● PROBLEM DETAILS
Extract every entry word for word. Skip the pictures.

● SOURCE DATA
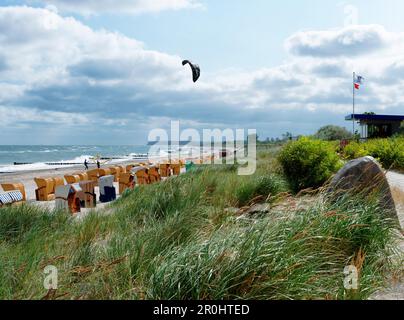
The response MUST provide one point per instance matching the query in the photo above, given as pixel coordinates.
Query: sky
(109, 72)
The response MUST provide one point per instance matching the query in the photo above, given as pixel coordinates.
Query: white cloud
(90, 7)
(350, 41)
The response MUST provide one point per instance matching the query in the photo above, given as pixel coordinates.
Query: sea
(17, 158)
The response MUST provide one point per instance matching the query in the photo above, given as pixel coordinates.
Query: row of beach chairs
(79, 189)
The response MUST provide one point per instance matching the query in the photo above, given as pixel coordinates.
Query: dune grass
(179, 240)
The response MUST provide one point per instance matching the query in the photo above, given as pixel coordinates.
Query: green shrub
(308, 163)
(354, 150)
(389, 152)
(260, 186)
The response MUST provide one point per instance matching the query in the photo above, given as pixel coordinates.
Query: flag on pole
(358, 82)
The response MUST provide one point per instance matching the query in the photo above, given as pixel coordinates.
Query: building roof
(375, 117)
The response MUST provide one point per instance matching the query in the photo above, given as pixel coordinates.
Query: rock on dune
(364, 176)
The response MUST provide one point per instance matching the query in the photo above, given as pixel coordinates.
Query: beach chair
(83, 176)
(16, 196)
(5, 199)
(126, 181)
(70, 179)
(115, 171)
(107, 189)
(15, 186)
(141, 175)
(154, 174)
(93, 175)
(165, 170)
(67, 198)
(89, 196)
(104, 172)
(129, 167)
(45, 189)
(58, 181)
(123, 169)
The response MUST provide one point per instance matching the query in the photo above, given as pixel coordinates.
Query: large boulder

● REPLY TO THE TASK
The response MUST provide one point per instance matching the query in the photo above, given as pixel coordinates.
Query: sky
(109, 72)
The response MUST provide one point per instance matching the query in the photo above, given as pixel coordinates.
Query: white cloud
(90, 7)
(350, 41)
The response MUST provide one point per instance matching the query in the photo above, given as pixel coordinates.
Query: sea
(17, 158)
The response MUST provide one point per instance matching the query in the photo above, given as pixel coordinates.
Query: row of beach chairs
(79, 189)
The response MUST provide one point per instance matching the query in the photo above, given as pixel coordinates.
Query: dune grass
(179, 240)
The response MUST provide one point per instance matching the query in the photo above, given as pixel coordinates.
Query: green shrub
(308, 163)
(354, 150)
(389, 152)
(260, 186)
The response MUST provide one point per instance matching the query in the photo above, given as pixel coordinates.
Query: flag on pole
(358, 82)
The response MUST provide one point per instance matching the query in the photo above, given as pixel coordinates.
Query: building roof
(375, 117)
The response MUST provide one point per instance matching the query in the photo above, given as pixel coordinates.
Query: rock on dune
(364, 176)
The response MUST provide one point per instance matching the query in the photo above, given as pixel coordinates.
Query: beach chair
(83, 176)
(16, 196)
(5, 199)
(126, 181)
(70, 179)
(115, 171)
(107, 189)
(15, 186)
(141, 175)
(154, 174)
(93, 175)
(165, 170)
(67, 198)
(89, 196)
(104, 172)
(129, 167)
(45, 189)
(58, 181)
(123, 169)
The response MUST provide one point per instance matching the query in the photo above, given as pixel coordinates.
Query: large boulder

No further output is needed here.